Add -51 to every pixel coordinate in the answers, and write out again only the part of the records that opens with the line containing "box every white" and closes at the end of the records, that line and the requests included. Leave the sample coordinates inside the requests unchanged.

+ + + + +

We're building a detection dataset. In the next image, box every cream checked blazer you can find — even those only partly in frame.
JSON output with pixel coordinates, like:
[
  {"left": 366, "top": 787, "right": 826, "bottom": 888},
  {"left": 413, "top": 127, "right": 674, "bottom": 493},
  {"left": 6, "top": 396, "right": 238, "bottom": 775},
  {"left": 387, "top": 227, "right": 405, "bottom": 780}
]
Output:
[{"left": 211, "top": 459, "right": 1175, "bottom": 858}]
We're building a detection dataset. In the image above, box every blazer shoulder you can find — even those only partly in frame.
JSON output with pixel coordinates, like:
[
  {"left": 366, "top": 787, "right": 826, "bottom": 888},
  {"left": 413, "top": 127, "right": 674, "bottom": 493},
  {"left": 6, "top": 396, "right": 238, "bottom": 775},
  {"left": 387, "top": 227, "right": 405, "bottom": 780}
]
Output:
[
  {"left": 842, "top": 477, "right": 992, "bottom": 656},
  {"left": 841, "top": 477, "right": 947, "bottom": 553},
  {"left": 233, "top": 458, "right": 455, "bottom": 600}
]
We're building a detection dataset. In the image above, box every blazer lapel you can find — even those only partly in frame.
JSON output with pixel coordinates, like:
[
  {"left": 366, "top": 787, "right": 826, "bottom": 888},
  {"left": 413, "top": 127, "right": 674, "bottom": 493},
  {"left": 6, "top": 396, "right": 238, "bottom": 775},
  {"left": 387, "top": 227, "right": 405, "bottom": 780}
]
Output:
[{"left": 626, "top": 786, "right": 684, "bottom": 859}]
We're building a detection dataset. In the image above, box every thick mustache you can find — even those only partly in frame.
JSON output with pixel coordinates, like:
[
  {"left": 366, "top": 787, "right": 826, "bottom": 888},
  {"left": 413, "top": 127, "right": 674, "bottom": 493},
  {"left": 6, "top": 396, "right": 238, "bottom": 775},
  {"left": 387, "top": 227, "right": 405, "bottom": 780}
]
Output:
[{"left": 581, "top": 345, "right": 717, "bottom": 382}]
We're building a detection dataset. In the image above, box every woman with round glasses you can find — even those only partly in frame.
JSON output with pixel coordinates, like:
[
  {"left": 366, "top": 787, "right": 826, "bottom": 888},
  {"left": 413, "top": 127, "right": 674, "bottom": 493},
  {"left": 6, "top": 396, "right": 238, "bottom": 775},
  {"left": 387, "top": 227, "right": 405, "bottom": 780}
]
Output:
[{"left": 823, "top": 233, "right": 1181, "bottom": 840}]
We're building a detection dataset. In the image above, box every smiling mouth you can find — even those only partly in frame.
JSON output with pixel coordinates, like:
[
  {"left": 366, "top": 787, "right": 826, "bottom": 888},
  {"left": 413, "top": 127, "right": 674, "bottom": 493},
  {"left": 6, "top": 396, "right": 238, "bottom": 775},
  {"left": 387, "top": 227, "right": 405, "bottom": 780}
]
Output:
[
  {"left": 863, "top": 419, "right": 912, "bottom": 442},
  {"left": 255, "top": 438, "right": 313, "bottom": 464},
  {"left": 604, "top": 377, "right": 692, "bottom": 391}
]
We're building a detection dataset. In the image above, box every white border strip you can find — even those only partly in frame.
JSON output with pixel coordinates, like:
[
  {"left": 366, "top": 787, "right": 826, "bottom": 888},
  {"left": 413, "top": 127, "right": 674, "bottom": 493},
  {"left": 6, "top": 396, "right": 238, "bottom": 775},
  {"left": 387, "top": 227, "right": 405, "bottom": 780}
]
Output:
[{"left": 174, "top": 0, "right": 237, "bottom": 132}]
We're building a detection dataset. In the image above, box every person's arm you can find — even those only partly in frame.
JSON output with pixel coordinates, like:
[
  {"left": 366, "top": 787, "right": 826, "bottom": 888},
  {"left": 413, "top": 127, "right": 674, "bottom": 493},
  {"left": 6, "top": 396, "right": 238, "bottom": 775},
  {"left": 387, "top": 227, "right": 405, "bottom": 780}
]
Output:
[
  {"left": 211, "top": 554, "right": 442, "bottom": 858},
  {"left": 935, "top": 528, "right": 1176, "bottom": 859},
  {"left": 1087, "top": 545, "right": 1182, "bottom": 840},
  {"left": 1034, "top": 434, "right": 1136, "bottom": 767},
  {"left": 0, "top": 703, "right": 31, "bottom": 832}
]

+ + + + +

Answer to this problem:
We're building a detection dataset. In the image above, box every white border strip you can find — even those only partly in frame.
JSON output with pixel coordinates, like:
[
  {"left": 366, "top": 787, "right": 826, "bottom": 888},
  {"left": 413, "top": 127, "right": 674, "bottom": 493},
  {"left": 6, "top": 396, "right": 238, "bottom": 775},
  {"left": 387, "top": 227, "right": 405, "bottom": 780}
]
Output:
[{"left": 123, "top": -51, "right": 186, "bottom": 81}]
We're building a detection dataset. In the image above, box every person's arm you can find — even those only partly in frame.
JSON output with pixel coordinates, like:
[
  {"left": 366, "top": 787, "right": 826, "bottom": 888},
  {"left": 413, "top": 127, "right": 674, "bottom": 493},
  {"left": 6, "top": 396, "right": 238, "bottom": 775},
  {"left": 387, "top": 227, "right": 405, "bottom": 780}
]
Output:
[
  {"left": 160, "top": 503, "right": 391, "bottom": 807},
  {"left": 884, "top": 477, "right": 1125, "bottom": 808},
  {"left": 1036, "top": 494, "right": 1131, "bottom": 789},
  {"left": 983, "top": 383, "right": 1085, "bottom": 716},
  {"left": -51, "top": 652, "right": -20, "bottom": 781}
]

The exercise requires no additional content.